= PROVIDED DATA =
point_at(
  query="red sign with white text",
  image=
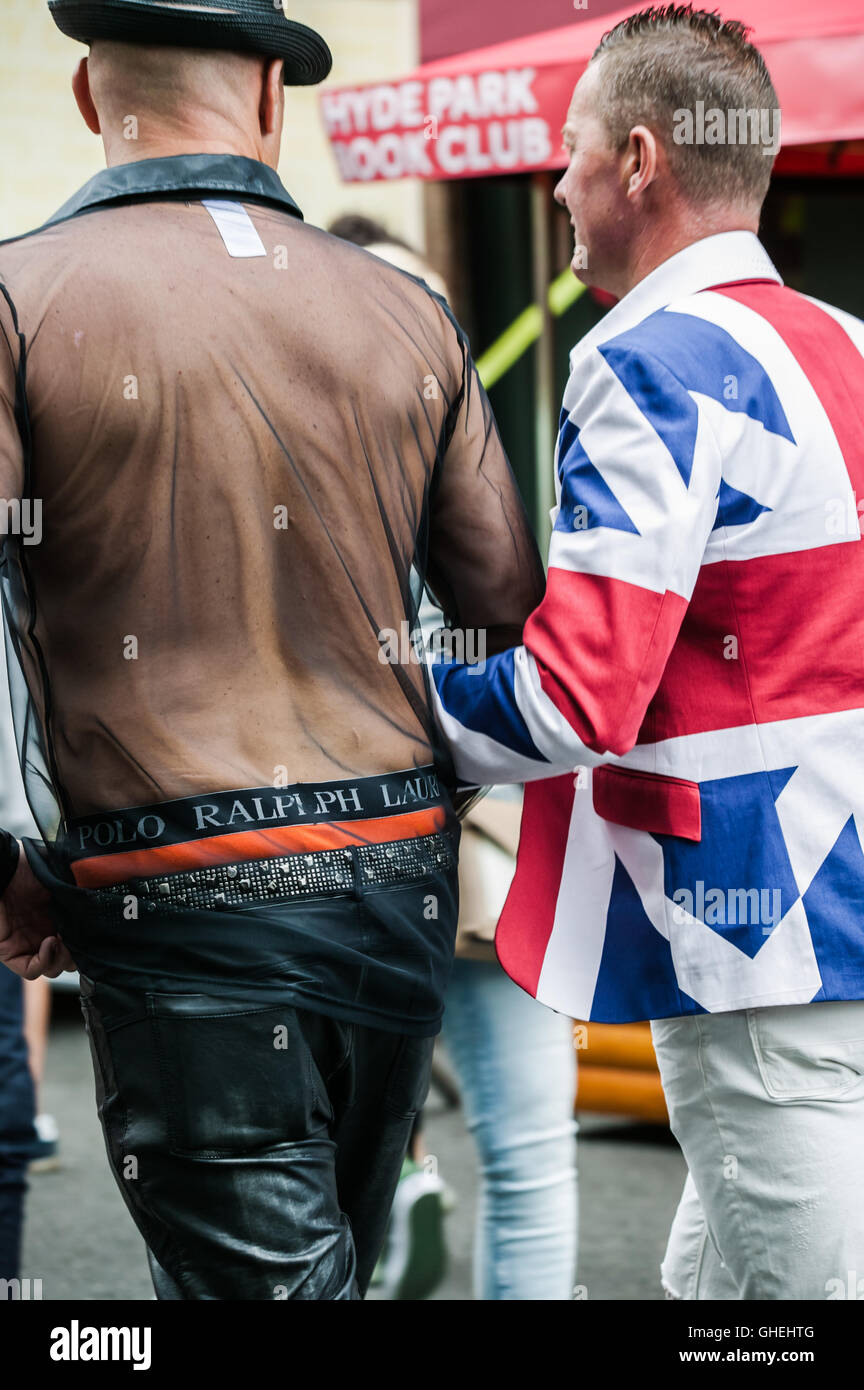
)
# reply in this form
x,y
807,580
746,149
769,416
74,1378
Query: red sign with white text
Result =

--

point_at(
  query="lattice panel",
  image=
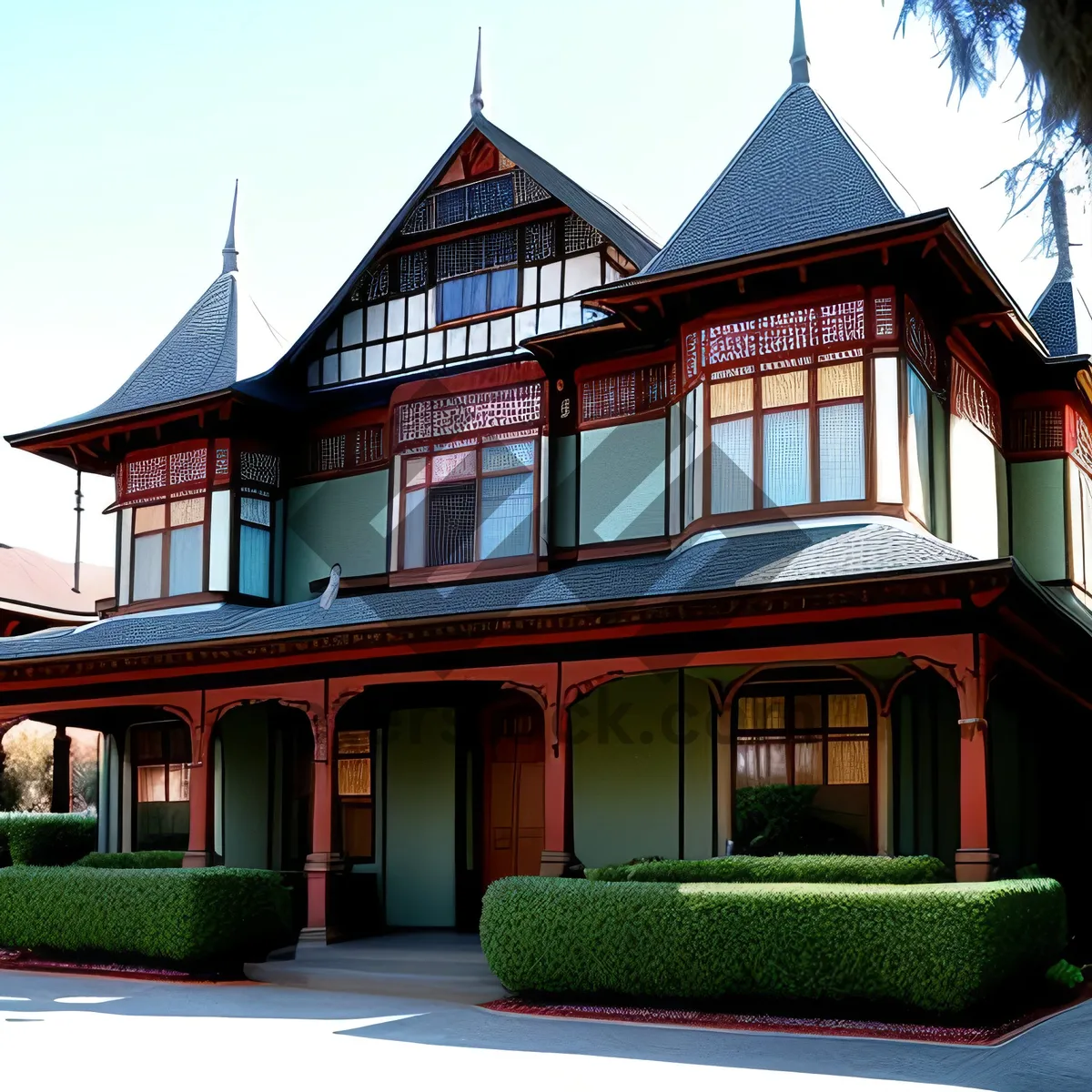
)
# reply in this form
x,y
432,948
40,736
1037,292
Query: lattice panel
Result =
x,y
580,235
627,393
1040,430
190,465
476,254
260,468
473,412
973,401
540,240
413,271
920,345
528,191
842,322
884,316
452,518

---

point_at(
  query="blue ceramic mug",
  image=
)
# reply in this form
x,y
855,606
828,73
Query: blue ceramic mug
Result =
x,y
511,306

= WHAT TO PRODUCE =
Please gather every line in the records above that contains the word "lattice", counting case.

= IN RESPONSE =
  query="lattice panel",
Query: lattice panel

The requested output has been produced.